** The task **
Your answer should be the lines from the one containing "the man's hand" through the final line below, copied exactly.

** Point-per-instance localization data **

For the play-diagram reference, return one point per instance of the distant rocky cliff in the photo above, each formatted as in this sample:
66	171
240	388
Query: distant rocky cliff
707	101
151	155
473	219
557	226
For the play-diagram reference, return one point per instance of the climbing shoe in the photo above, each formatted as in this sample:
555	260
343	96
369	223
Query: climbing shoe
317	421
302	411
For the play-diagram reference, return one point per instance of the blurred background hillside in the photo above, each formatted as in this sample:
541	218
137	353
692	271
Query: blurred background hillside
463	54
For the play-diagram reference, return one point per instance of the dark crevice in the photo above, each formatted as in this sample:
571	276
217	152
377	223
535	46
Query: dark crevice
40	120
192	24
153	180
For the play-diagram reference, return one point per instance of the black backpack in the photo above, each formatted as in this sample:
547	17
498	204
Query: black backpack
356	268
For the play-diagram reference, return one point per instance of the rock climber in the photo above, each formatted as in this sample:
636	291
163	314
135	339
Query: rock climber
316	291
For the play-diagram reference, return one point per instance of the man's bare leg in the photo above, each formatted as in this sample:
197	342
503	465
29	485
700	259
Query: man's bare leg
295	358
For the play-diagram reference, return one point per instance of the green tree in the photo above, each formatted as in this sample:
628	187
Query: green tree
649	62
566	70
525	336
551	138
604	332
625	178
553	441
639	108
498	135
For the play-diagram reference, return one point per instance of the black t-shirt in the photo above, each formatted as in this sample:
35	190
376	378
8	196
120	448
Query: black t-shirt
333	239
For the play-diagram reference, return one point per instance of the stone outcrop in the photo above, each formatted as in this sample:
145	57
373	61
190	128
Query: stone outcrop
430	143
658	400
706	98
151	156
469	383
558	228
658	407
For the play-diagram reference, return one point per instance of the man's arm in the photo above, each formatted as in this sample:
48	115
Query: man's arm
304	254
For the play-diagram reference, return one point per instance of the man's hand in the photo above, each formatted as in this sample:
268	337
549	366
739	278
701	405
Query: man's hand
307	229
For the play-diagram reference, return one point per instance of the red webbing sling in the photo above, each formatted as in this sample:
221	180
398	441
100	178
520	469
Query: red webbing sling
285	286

** Solution for this exercise **
For the play-diagram reference, return one point per instance of the man's hand in the photo above, each formatted as in this sample:
268	337
549	366
739	278
701	405
Query: man's hand
307	229
For the play-diagram reference, return one point per instance of the red webbing sling in the photo above, each formatted as in this sample:
221	180
398	441
100	178
520	469
Query: red webbing sling
285	286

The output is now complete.